PROBLEM REQUIREMENTS
Write the next part of the post on British opinion polls after Blair's resignation announcement, picking up after its final sentence.

SELECTED PASSAGE

= = = = = = =

In the strange interregnum between Blair’s resignation announcement and Gordon Brown’s accession it’s still unclear what the polls signify. In the three polls carried out since Blair stepped down Labour have received a boost in the polls - either at the expense of the Liberal Democrats or the Conservatives. It is impossible to say for sure precisely what is behind most changes in the opinion polls, but personally I suspect this shift was a “Blair boost” - a result of more positive opinions otwards Tony Blair now he is going (there were similar spikes in his scores when he first announced he wouldn’t be seeking a fourth term and after his final conference speech as leader last year).

Today’s YouGov poll for the Telegraph has the Conservative lead back up to 6 points again with topline figures (with changes from YouGov’s last poll - conducted for the Sunday Times just after Blair’s announcement) of CON 39%(+1), LAB 33%(-1), LDEM 15% (nc). The individual changes in voting intentions are not significant, but there doesn’t appear to be a continuing movement towards Labour, if anything things are drifting back to the Conservatives.

I was asked a week or so ago about what I thought would happen in the polls during this period. I said I expected a Blair boost (we one we’ve already seen) followed by a Brown boost from the positive publicity accompanying his rather strange lone leadership campaign and his eventual accession. Perhaps there would be a delay between them and Labour would go up-down-and-up-again, or perhaps they would blend together into one big jump. This pause in Labour’s advance therefore doesn’t necessarily mean that this is their boost from the leadership change and it’s all over - I suspect they’ve got more to come as opinions of Brown improve (temporarily at least). That said, the pause in Labour’s advance could be because the Conservatives have managed to reclaim the media agenda recently with their arguments over selective education - over at Political Betting Mike Smithson think that having David Cameron in the media whether it’s a good or bad story helps the Tories.

Another possible explanation is the different methodology between the pollsters - YouGov’s poll do not include any adjustments for likelihood to vote, ICM, Populus and MORI do. If Labour’s increase in the polls is largely due to Labour supporters being more enthused and saying they are more likely to vote, it wouldn’t make any difference to YouGov’s topline figures. Or - of course, it could just be the normal random variation between polls and not mean much at all!

Meanwhile there are already signs of improvement in perceptions of Brown. On the “Best Prime Minister” question Gordon Brown has caught up and overtaken David Cameron, who he now leads 30% to 27% (with 6% opting for Menzies Campbell). He has also narroed the large Conservative lead on the “forced choice” question of whether - if pushed - people would choose a Conservative government under Cameron or a Labour government under Brown. Cameron’s Tories now lead by only 3 points from a 10 point lead last month. With media focus on the man who has been Chancellor of the Exchequer for ten years, Labour have also moved back ahead as the party most trusted on the economy.

ICM’s monthly poll for the Guardian shows the same sort of recovery in Labour supports as the other polls conducted since Tony Blair’s announcement of his resignation - Labour are up 2 points since last month with overall headline figures of CON 34% (-3), LAB 32% (+2), LDEM 21% (nc). In contrast to the recent YouGov and Populus polls though, the gain in Labour support is at the expense of the Conservatives rather than the Liberal Democrats.

= = = = = = =

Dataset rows
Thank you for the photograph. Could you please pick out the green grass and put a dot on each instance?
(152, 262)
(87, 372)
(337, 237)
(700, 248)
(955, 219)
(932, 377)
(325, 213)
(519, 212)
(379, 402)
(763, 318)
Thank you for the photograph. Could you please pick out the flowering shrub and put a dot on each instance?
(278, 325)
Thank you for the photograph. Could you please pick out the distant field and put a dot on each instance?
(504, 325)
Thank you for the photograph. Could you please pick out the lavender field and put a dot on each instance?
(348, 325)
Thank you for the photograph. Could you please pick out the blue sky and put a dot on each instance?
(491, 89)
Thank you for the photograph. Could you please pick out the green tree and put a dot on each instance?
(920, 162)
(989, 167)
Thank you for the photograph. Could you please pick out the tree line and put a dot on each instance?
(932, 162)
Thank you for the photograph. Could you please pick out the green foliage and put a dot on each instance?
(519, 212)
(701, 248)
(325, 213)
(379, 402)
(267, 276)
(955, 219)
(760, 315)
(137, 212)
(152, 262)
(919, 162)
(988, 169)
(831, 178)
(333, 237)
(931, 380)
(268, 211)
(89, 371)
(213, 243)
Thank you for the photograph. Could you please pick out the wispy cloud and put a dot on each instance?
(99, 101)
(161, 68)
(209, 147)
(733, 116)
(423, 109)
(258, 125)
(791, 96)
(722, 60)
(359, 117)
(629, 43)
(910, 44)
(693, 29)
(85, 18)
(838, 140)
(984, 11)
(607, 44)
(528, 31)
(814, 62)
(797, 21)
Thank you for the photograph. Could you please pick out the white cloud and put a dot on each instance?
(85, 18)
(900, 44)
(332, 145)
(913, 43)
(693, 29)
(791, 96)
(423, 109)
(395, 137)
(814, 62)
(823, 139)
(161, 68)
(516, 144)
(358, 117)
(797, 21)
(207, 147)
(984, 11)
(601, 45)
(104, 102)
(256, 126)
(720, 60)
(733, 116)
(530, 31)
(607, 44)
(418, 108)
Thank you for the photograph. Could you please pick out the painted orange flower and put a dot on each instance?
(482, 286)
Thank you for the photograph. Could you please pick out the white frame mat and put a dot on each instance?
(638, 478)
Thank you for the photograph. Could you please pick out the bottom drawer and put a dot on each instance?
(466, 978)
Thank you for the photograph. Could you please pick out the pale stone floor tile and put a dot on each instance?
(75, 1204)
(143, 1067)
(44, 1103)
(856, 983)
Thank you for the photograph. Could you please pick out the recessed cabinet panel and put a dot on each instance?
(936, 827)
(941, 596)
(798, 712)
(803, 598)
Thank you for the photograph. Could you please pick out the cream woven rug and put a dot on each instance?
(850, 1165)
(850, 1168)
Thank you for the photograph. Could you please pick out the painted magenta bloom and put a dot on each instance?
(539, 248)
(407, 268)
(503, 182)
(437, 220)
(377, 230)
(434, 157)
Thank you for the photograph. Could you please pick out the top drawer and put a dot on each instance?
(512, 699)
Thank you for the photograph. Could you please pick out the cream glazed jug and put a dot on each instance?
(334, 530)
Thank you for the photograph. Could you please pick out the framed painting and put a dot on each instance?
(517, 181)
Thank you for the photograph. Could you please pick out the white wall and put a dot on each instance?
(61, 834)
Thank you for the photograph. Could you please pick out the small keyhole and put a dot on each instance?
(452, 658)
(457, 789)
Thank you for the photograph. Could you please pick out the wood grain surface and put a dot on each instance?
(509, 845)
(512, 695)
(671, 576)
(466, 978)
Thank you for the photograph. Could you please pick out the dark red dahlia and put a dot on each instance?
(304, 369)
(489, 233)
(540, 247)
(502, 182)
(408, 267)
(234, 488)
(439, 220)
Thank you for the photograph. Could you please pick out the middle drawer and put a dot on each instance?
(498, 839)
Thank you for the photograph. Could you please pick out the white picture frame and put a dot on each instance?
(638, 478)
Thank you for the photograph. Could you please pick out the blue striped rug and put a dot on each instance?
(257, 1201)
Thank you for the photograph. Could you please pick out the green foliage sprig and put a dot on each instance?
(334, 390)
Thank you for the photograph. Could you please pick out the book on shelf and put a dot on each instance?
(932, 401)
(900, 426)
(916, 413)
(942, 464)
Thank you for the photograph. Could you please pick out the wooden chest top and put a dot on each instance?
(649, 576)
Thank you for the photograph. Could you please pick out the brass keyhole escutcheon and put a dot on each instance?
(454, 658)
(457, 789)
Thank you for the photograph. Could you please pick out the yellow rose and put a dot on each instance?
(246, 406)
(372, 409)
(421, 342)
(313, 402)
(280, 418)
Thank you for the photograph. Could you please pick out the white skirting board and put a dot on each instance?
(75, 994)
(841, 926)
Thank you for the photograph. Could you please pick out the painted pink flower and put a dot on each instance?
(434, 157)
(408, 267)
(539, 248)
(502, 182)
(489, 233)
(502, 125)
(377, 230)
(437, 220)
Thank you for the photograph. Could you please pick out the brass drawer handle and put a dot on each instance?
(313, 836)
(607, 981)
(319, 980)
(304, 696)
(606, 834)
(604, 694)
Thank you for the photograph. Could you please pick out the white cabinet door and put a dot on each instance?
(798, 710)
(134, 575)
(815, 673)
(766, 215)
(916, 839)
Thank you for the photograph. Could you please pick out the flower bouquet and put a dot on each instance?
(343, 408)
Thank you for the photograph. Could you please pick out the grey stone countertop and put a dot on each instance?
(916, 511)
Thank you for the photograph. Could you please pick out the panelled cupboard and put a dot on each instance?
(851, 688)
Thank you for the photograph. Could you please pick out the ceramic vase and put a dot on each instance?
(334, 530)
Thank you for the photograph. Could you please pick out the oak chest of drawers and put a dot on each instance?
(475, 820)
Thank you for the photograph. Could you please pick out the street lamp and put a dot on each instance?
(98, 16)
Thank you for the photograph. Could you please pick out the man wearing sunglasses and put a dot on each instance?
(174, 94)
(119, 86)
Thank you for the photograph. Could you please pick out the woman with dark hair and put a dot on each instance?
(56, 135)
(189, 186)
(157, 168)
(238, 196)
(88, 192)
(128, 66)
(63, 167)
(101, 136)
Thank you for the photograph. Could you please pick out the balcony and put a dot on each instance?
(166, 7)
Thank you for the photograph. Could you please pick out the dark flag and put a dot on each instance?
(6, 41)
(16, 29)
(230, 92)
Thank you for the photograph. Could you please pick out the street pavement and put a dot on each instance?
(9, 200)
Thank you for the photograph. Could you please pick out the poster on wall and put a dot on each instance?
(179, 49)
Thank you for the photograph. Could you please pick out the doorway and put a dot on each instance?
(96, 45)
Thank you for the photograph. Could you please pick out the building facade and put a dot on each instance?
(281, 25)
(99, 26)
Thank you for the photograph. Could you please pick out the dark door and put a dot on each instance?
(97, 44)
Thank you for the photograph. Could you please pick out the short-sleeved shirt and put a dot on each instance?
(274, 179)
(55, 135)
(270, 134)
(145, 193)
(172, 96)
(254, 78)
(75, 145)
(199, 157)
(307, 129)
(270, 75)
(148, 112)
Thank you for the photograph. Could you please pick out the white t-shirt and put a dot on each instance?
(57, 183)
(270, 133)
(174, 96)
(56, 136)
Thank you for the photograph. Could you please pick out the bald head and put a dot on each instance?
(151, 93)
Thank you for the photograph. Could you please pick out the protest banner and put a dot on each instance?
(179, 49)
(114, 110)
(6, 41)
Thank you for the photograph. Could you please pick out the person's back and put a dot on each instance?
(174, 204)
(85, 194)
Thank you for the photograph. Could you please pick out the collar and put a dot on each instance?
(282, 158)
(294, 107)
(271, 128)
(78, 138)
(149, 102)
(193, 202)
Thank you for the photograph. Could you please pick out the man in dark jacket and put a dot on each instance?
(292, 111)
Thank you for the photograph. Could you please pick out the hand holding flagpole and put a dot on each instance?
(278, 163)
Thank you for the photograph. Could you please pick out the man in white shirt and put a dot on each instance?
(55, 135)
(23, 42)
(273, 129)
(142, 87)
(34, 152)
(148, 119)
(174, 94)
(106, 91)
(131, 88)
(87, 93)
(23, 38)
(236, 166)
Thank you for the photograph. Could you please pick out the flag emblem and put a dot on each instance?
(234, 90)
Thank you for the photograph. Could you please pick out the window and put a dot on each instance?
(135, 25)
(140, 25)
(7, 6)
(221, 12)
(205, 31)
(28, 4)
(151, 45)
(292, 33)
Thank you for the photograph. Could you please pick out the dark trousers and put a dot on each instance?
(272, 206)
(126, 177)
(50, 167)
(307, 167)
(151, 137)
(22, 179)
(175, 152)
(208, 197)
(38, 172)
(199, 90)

= = = = = = =

EXERCISE RESPONSE
ICM’s poll also suggests there may be some thawing of opinion towards Gordon Brown. In the hypothetical question of how respondents would vote with Gordon Brown as Labour leader the Conservatives still have a far greater lead - in this case 38% to Labour’s 30%. However, the 8 point lead is actually less than the 12 point lead and 15 point lead that the Conservatives secured in comparable questions in the last two ICM polls, so perhaps the Brown PR offensive is beginning to bear some fruit.

As ever, these questions aren’t really compable since normal questions don’t include the names of the party leaders and the mention of David Cameron and Ming Campbell might also be affecting the result - it will be a relief when Gordon Brown does finally become Prime Minister and such questions are no longer necessary! In the meantime I’m really unsure what voting intention polls signify, if anything - are people imagining an election tomorrow with Tony Blair staying on after all, or an election tomorrow with Tony Blair there, but about to resign, or an election tomorrow with Brown already in situ. We don’t know. We’ll have a slightly better idea when Gordon Brown actually becomes Prime Minister and we don’t have to worry about such things, and a much better picture once the initial boost he is likely to get has settled.

There is still a month to go until then though, and little demand for Blair to step down sooner. ICM found that 55% of people wanted Tony Blair to remain until the 27th June as intended, with only 38% wanting him to step down now.

The poll was conducted between the 18-20 May.

Political Weighting

May 20th, 2007

MORI’s most recent political monitor included a question asking about how people voted at the last election. Since they don’t use it for weighting purposes, it isn’t a question that MORI regularly ask (or at least, it isn’t one they regularly publish) and it’s a good opportunity to see just how much difference political weighting makes to a poll.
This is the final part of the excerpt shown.